TRECHO FORNECIDO:

···

Em sua última viagem, Colombo encontrou em Caratasca uma tribo da raça dos orelhões, com os lóbulos das orelhas tão grandes que neles cabiam um ovo de galinha. Era uma variante do Homo fanesius auritus, habitante da cavalaria andante de Califórnia, e que seguiriam sendo avistados na América, igual aos esternocéfalos, que tinha os olhos, a boca e o nariz no peito conforme viu Sir Walter Raleigh na Guiana; os gastrocéfalos tinham no estômago, segundo a Relación universal do abade Botero; ou os nativos que tinham os pés ao contrário, calcanhares para frente e dedos para trás, que Cristóvão de Acuña viu nas selvas do Amazonas.

···

DADOS FORNECIDOS:
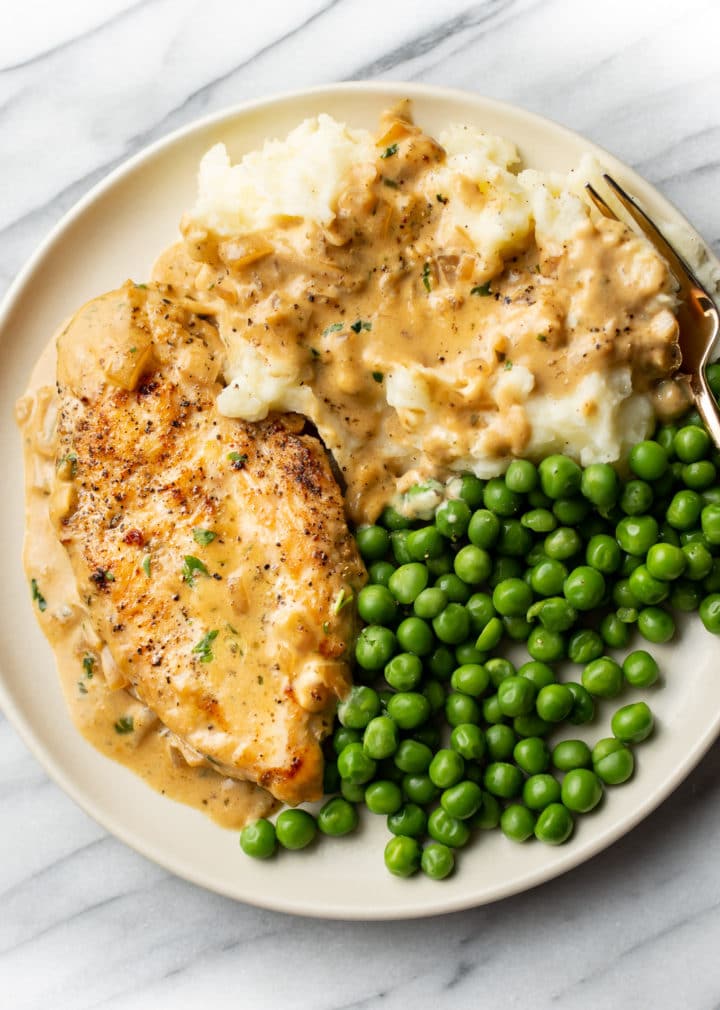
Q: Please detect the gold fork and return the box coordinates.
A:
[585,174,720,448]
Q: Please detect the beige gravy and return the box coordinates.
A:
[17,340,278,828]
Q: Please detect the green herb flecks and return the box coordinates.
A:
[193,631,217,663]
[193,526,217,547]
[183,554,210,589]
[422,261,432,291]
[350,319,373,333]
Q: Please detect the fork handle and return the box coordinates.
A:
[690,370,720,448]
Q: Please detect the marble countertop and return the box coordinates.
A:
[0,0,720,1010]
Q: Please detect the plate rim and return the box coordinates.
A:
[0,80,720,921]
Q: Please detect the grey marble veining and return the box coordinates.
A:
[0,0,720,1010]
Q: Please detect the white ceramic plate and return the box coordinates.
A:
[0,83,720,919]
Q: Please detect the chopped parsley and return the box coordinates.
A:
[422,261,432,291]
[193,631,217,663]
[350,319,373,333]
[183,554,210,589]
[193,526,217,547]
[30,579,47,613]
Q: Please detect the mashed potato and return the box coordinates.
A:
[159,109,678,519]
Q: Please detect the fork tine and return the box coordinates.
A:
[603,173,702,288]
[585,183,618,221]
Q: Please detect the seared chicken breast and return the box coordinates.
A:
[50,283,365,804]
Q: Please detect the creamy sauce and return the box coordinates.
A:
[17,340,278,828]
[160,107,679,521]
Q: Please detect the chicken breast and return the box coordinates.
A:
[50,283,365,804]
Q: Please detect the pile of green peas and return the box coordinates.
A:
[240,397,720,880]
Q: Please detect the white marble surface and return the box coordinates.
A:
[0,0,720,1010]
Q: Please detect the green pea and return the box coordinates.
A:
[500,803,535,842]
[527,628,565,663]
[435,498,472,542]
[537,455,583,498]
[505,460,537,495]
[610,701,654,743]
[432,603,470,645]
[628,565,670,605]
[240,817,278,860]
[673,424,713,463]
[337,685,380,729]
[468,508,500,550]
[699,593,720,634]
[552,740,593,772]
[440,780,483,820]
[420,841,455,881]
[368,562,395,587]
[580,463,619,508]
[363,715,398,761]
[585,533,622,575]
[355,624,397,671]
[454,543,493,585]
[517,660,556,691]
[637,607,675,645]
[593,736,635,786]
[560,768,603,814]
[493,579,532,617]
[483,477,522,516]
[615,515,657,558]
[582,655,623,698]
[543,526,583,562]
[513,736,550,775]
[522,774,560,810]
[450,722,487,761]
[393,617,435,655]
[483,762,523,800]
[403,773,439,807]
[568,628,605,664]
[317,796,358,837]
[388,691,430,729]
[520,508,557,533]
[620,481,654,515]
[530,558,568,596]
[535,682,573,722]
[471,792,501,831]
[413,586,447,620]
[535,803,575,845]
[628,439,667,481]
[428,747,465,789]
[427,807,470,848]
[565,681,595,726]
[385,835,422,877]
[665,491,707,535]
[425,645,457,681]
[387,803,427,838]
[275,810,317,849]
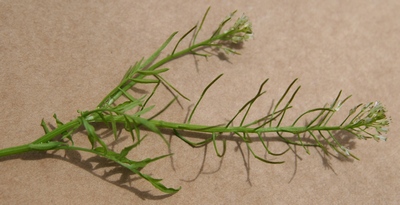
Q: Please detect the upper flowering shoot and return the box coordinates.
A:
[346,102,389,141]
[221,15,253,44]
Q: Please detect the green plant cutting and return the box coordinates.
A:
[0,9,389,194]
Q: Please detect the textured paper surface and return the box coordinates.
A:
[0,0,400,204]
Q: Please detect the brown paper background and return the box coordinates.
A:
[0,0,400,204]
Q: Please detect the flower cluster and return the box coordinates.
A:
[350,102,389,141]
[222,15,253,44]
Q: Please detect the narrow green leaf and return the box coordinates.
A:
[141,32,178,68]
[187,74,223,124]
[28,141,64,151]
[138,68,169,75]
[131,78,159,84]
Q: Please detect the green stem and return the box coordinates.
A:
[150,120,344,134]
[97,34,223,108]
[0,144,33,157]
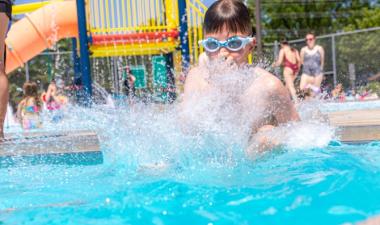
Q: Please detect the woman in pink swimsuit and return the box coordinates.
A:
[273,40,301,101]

···

EXERCÍCIOS:
1) Responda a estas perguntas sobre o trecho:
(a) Onde Colombo encontrou a tribo dos orelhões em sua última viagem?
(b) Onde Sir Walter Raleigh viu os esternocéfalos?
(c) Em que selvas Cristóvão de Acuña viu os nativos com os pés ao contrário?
2) Repita a parte do trecho entre "Em sua última" e "selvas do Amazonas.", inclusive.

RESPOSTAS:
1)
(a) Em Caratasca.
(b) Na Guiana.
(c) Nas selvas do Amazonas.

2)
Em sua última viagem, Colombo encontrou em Caratasca uma tribo da raça dos orelhões, com os lóbulos das orelhas tão grandes que neles cabiam um ovo de galinha. Era uma variante do Homo fanesius auritus, habitante da cavalaria andante de Califórnia, e que seguiriam sendo avistados na América, igual aos esternocéfalos, que tinha os olhos, a boca e o nariz no peito conforme viu Sir Walter Raleigh na Guiana; os gastrocéfalos tinham no estômago, segundo a Relación universal do abade Botero; ou os nativos que tinham os pés ao contrário, calcanhares para frente e dedos para trás, que Cristóvão de Acuña viu nas selvas do Amazonas.